Stored dataset items
** begin **
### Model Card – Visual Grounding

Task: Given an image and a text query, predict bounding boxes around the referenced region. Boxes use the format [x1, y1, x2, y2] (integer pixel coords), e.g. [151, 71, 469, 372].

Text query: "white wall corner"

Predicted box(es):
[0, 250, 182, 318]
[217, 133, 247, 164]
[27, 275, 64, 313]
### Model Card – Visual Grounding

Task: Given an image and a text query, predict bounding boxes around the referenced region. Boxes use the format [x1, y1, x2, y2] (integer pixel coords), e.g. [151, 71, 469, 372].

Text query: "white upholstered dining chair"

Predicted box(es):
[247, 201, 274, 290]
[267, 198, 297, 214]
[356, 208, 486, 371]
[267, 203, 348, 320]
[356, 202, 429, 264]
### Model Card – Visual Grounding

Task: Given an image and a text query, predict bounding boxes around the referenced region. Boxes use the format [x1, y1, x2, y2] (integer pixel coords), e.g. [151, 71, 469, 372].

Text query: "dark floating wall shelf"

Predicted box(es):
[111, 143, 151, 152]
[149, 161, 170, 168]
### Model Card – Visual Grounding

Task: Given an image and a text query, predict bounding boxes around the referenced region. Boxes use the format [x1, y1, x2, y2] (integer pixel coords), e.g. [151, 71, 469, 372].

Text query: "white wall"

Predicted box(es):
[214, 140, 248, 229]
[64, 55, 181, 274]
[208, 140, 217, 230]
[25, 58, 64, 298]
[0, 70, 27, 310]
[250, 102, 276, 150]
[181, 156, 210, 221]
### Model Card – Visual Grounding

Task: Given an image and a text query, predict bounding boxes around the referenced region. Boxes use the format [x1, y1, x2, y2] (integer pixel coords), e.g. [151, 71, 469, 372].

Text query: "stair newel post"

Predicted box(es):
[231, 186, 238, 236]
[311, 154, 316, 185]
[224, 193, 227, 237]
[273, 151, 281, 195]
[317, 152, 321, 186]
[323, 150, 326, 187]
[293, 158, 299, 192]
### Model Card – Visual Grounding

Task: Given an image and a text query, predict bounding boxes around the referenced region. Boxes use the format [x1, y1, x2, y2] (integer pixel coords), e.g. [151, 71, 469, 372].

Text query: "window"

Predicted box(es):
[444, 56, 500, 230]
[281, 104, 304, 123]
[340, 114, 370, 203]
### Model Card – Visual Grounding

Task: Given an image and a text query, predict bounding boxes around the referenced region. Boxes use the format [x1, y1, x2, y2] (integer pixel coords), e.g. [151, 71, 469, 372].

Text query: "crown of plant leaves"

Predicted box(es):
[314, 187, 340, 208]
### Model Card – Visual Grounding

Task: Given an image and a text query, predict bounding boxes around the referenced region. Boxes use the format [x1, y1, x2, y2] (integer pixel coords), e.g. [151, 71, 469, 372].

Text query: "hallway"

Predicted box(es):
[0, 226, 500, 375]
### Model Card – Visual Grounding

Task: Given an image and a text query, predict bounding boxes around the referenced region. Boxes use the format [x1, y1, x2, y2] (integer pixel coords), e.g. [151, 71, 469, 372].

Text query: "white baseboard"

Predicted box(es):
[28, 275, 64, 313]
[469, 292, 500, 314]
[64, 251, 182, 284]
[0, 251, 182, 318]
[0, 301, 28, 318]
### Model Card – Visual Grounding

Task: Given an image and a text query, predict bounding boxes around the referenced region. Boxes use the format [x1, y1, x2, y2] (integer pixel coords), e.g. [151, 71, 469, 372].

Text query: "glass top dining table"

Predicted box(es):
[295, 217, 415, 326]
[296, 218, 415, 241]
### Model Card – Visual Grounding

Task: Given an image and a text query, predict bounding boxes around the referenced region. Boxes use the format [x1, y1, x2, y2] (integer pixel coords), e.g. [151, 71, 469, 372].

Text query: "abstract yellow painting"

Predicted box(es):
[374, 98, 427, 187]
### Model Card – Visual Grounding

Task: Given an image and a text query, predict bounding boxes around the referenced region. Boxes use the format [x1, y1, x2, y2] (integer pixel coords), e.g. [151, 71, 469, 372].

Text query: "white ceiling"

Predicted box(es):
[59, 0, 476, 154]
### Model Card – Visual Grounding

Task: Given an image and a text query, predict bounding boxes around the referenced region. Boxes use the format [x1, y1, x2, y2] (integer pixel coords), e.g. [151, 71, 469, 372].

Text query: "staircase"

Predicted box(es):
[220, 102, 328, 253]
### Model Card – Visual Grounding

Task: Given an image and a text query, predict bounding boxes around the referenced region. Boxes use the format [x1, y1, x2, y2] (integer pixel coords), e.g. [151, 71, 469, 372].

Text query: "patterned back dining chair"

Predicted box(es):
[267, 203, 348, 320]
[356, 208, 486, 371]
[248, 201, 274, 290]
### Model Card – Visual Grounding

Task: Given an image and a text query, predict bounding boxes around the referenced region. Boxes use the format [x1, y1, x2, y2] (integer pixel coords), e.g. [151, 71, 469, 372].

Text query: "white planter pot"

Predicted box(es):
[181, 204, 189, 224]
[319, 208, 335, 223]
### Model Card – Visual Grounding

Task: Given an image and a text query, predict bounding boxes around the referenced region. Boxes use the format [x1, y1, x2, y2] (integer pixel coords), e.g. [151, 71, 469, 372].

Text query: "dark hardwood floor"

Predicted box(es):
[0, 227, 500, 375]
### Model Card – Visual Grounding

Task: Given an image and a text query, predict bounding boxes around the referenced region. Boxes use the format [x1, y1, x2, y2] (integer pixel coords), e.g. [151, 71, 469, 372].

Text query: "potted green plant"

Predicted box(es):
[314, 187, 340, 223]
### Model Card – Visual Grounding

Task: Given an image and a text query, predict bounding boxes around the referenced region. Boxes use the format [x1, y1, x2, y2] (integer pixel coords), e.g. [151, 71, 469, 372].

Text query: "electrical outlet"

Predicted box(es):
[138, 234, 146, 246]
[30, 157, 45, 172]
** end **
Exercise prompt
Can you lay out every line of the records above as a numbered list, skipping the blank lines?

Answer to this exercise
1. ### Model Card – Visual Grounding
2. Task: Given an image and a text query, predict bounding boxes around the referenced region. Boxes use the format [x1, y1, x2, y2] (integer pixel coords), e.g. [151, 71, 469, 372].
3. Text query: "white wall corner"
4. Predicted box(es):
5. [0, 250, 182, 318]
6. [217, 133, 247, 164]
7. [27, 275, 64, 313]
8. ### Model Card – Visual Grounding
9. Task: Given an image and a text query, predict bounding boxes around the referenced region. Boxes use the format [x1, y1, x2, y2] (integer pixel coords), e.g. [151, 71, 469, 372].
10. Text query: "white upholstered dining chair"
11. Predicted box(es):
12. [247, 201, 274, 290]
13. [267, 198, 297, 214]
14. [356, 208, 486, 371]
15. [267, 203, 348, 320]
16. [356, 202, 429, 264]
17. ### Model Card – Visual Grounding
18. Task: Given an image and a text query, predict bounding boxes around the referenced region. Boxes use the format [x1, y1, x2, y2] (integer pixel coords), e.g. [151, 71, 469, 372].
19. Text query: "dark floating wall shelf"
20. Predicted box(es):
21. [111, 143, 151, 152]
22. [149, 161, 170, 168]
23. ### Model Card – Visual Grounding
24. Task: Given an image and a text query, predict bounding boxes around the referenced region. Boxes use the format [x1, y1, x2, y2] (integer pixel coords), e.g. [151, 71, 469, 372].
25. Text query: "white wall"
26. Predicted box(es):
27. [214, 140, 248, 229]
28. [64, 55, 181, 274]
29. [208, 140, 217, 230]
30. [25, 58, 64, 298]
31. [0, 70, 27, 310]
32. [250, 102, 276, 150]
33. [181, 156, 210, 221]
34. ### Model Card – Visual Grounding
35. Task: Given an image and a text query, predict bounding boxes around the referenced region. Boxes use the format [x1, y1, x2, y2] (integer pixel coords), e.g. [151, 71, 469, 372].
36. Text query: "stair newel post"
37. Predicted box(es):
38. [231, 186, 238, 236]
39. [311, 154, 316, 185]
40. [224, 193, 227, 237]
41. [273, 151, 281, 195]
42. [317, 152, 321, 186]
43. [323, 150, 326, 187]
44. [293, 158, 299, 192]
45. ### Model Card – Visual Grounding
46. Task: Given an image and a text query, predict bounding boxes around the referenced region. Boxes use the format [x1, y1, x2, y2] (integer pixel coords), e.g. [151, 71, 469, 372].
47. Text query: "window"
48. Predicted box(es):
49. [444, 56, 500, 230]
50. [281, 104, 304, 123]
51. [340, 114, 370, 203]
52. ### Model Card – Visual Grounding
53. Task: Given an image and a text query, predict bounding boxes around the referenced region. Boxes use the format [x1, y1, x2, y2] (integer pixel coords), e.g. [151, 71, 469, 372].
54. Text query: "crown of plant leaves"
55. Predicted box(es):
56. [314, 187, 340, 208]
57. ### Model Card – Visual Grounding
58. Task: Given an image and a text query, predict bounding boxes around the referenced region. Boxes use the format [x1, y1, x2, y2] (integer pixel coords), e.g. [151, 71, 469, 372].
59. Text query: "hallway"
60. Predicted box(es):
61. [0, 226, 500, 375]
62. ### Model Card – Visual Grounding
63. Task: Given an image and a text query, predict bounding boxes around the referenced region. Boxes use the format [x1, y1, x2, y2] (integer pixel coords), e.g. [151, 71, 469, 372].
64. Text query: "white baseboard"
65. Predicted box(es):
66. [28, 275, 64, 313]
67. [469, 292, 500, 314]
68. [64, 251, 182, 284]
69. [0, 251, 182, 318]
70. [0, 301, 28, 318]
71. ### Model Card – Visual Grounding
72. Task: Given an image and a text query, predict bounding boxes around the referenced region. Boxes use the format [x1, y1, x2, y2] (integer pixel coords), e.g. [151, 71, 469, 372].
73. Text query: "glass top dining table"
74. Predicted box(es):
75. [295, 217, 415, 326]
76. [296, 218, 415, 241]
77. ### Model Card – Visual Grounding
78. Task: Given an image and a text query, predict bounding boxes around the referenced region. Boxes use the format [x1, y1, x2, y2] (integer pixel coords), e.g. [151, 71, 469, 372].
79. Text query: "abstract yellow painting"
80. Predicted box(es):
81. [374, 98, 427, 187]
82. ### Model Card – Visual Grounding
83. Task: Given an image and a text query, predict bounding boxes around the referenced region. Boxes use the format [x1, y1, x2, y2] (integer pixel coords), e.g. [151, 71, 469, 372].
84. Text query: "white ceiling"
85. Predicted box(es):
86. [59, 0, 476, 154]
87. ### Model Card – Visual Grounding
88. Task: Given an image and a text query, predict bounding boxes around the referenced region. Boxes use the format [x1, y1, x2, y2] (integer pixel coords), e.g. [151, 71, 469, 372].
89. Text query: "staircase"
90. Predicted box(es):
91. [220, 102, 328, 253]
92. ### Model Card – Visual Grounding
93. Task: Given an image and a text query, predict bounding boxes around the referenced region. Boxes use the format [x1, y1, x2, y2] (integer pixel coords), e.g. [151, 71, 469, 372].
94. Text query: "patterned back dining chair"
95. Predicted box(es):
96. [267, 203, 348, 320]
97. [356, 208, 486, 371]
98. [248, 201, 274, 290]
99. ### Model Card – Visual Grounding
100. Task: Given an image and a text query, predict bounding boxes around the referenced region. Boxes use the format [x1, y1, x2, y2] (integer pixel coords), e.g. [151, 71, 469, 372].
101. Text query: "white planter pot"
102. Predicted box(es):
103. [181, 204, 189, 224]
104. [319, 208, 335, 223]
105. ### Model Card – Visual Grounding
106. Task: Given an image and a text query, predict bounding boxes around the referenced region. Boxes use the format [x1, y1, x2, y2] (integer pixel coords), e.g. [151, 71, 469, 372].
107. Text query: "dark hardwood floor"
108. Predicted box(es):
109. [0, 227, 500, 375]
110. ### Model Card – Visual Grounding
111. Task: Given an image and a text query, predict bounding boxes around the referenced region. Boxes use the format [x1, y1, x2, y2] (integer pixel coords), e.g. [151, 71, 469, 372].
112. Text query: "potted green plant"
113. Predicted box(es):
114. [314, 187, 340, 223]
115. ### Model Card – Visual Grounding
116. Task: Given an image and a text query, predict bounding boxes around the referenced region. Boxes use the format [x1, y1, x2, y2] (integer pixel coords), e.g. [151, 71, 469, 372].
117. Text query: "electrical outlet"
118. Predicted box(es):
119. [138, 234, 146, 246]
120. [30, 157, 45, 172]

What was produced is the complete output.